You will need to be pulling in at least the demo/test site module.

hugo mod tidy

Test with the Hugo local server

Make sure you are in your project root (e.g. the directory containing the exampleSite subdirectory), then issue the following command:

hugo serve --source exampleSite --config config.toml

You should now be able to browse to https://localhost:1313/ on same host as where you ran that command and see the demo/test site against the most current version of your module.

Create a build script for use with Netlify

For example save the following as scripts/netlify_build.sh in your repo:

#!/bin/bash

set -e
set -o pipefail

## Commented out lines are additional validation
## you may wish to add (out of scope for article)

# pip install pre-commit

# pre-commit install --install-hooks
# pre-commit run --all-files

# bash ./tests/scripts/hugo-audit.sh
# rm -rf public exampleSite/public

## The following is only relevant if you use `site.Params.deployedbaseurl`
## for some purpose, in a template.

# if [ "$CONTEXT" = "production" ]; then
#     export HUGO_PARAMS_DEPLOYEDBASEURL="$URL"
# else
#     export HUGO_PARAMS_DEPLOYEDBASEURL="$DEPLOY_PRIME_URL"
# fi

HUGO_RESOURCEDIR="$(pwd)/resources" hugo --gc --minify -b $URL --source exampleSite --destination $(pwd)/public --config config.toml

Deploy on Netlify

Follow one of Netlify’s guides, such as https://docs.netlify.com/welcome/add-new-site/#import-from-an-existing-repository to create the initial CI version of the demo/test site. Note that the repo to add is the module from which you removed demo site, not the demo site repo.

Make sure you use the above script in your build command.

Build command:

bash scripts/netlify_build.sh

Also set HUGO_VERSION environment variable on Netlify to the same version of Hugo as you use for your local testing.

The initial deploy will likely fail because on initial import HUGO_VERSION is not honoured.

Excerpted data
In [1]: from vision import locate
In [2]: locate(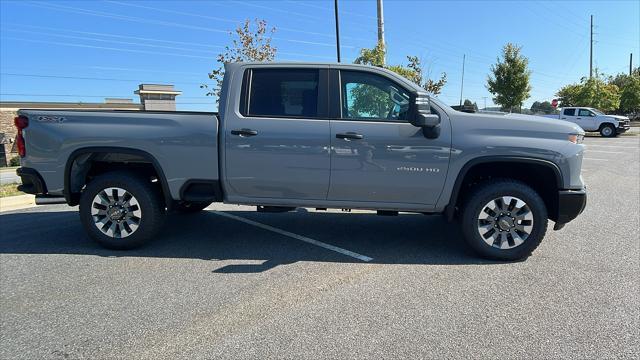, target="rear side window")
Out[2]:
[241,69,318,118]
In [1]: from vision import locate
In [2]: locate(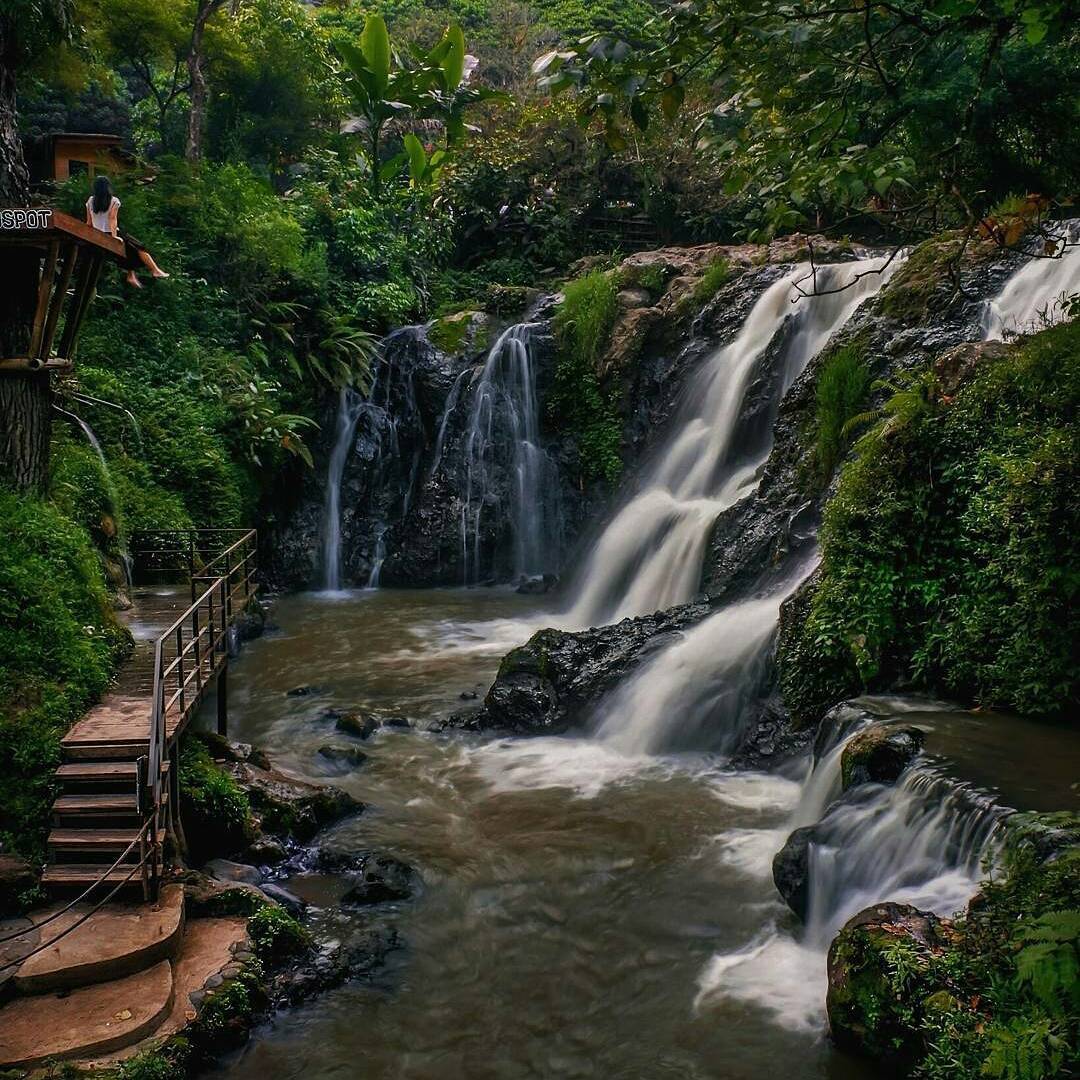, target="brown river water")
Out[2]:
[208,590,1002,1080]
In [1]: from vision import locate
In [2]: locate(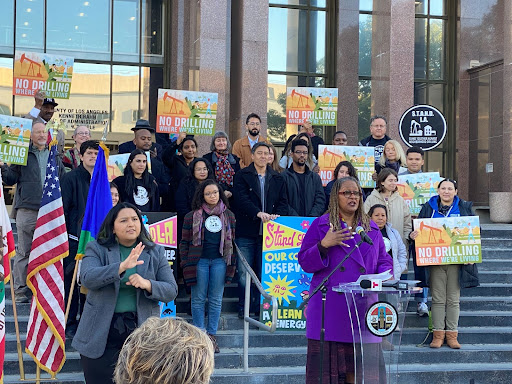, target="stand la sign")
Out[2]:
[398,105,446,151]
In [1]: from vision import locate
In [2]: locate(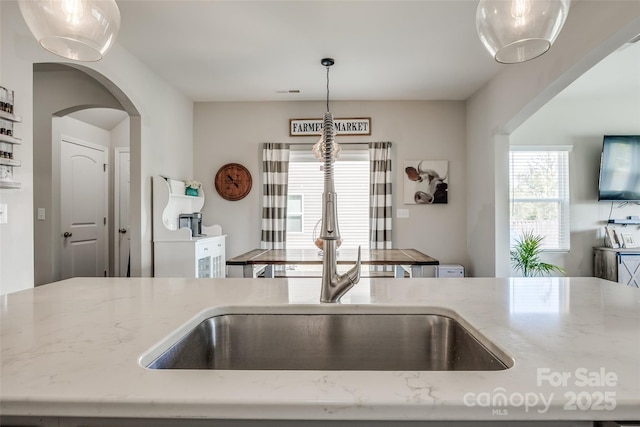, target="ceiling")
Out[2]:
[67,0,640,130]
[117,0,502,102]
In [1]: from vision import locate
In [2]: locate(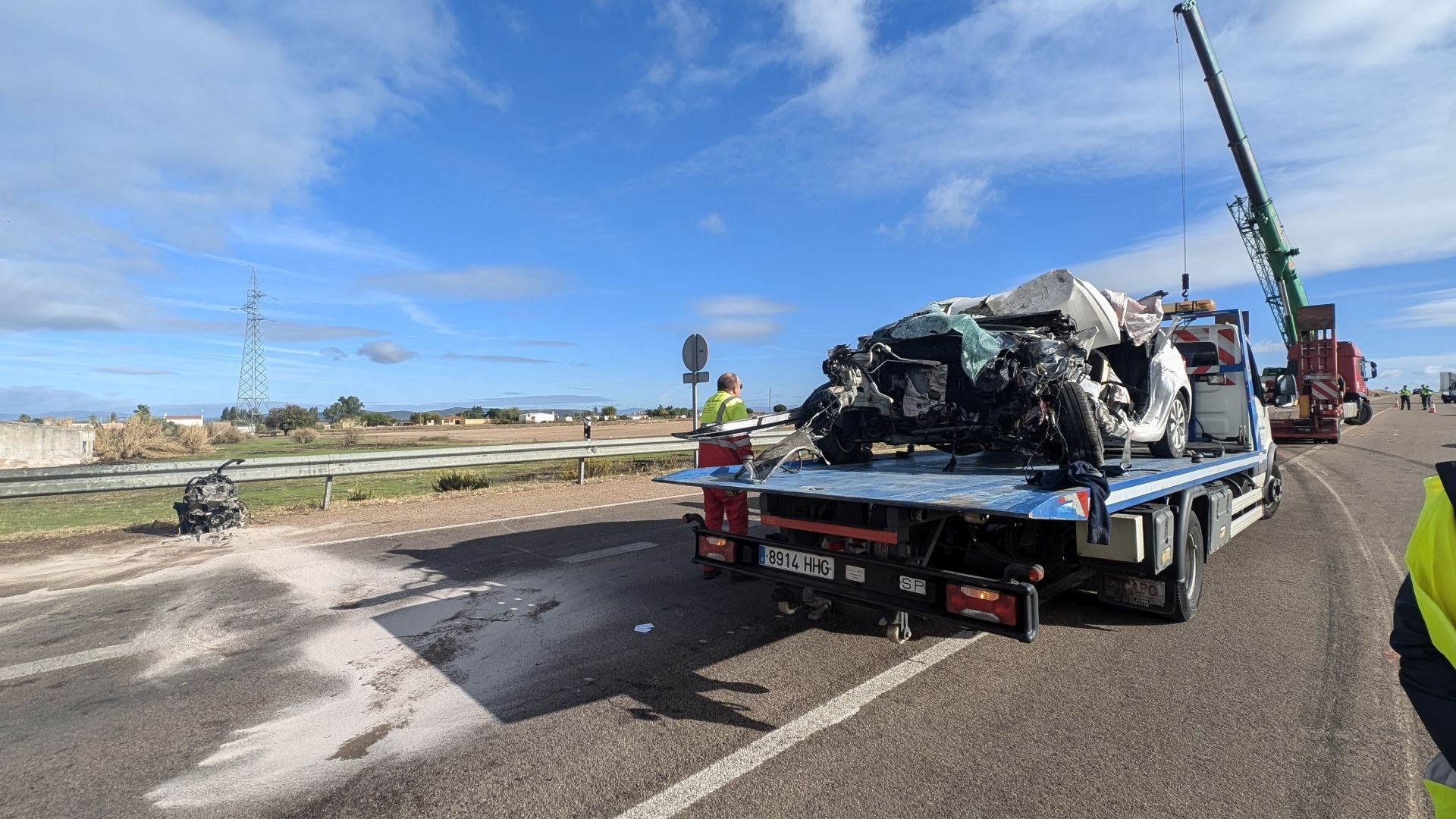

Short problem
Copy the Hugo instructions from "Make sure you are" up to and including "of your module.", swapping "project root" for "repository root". The data plays no role here.

Written solution
Make sure you are in your repository root (e.g. the directory containing the exampleSite subdirectory), then issue the following command:

hugo serve --source exampleSite --config config.toml

You should now be able to browse to https://localhost:1313/ on same host as where you ran that command and see the demo/test site against the most current version of your module.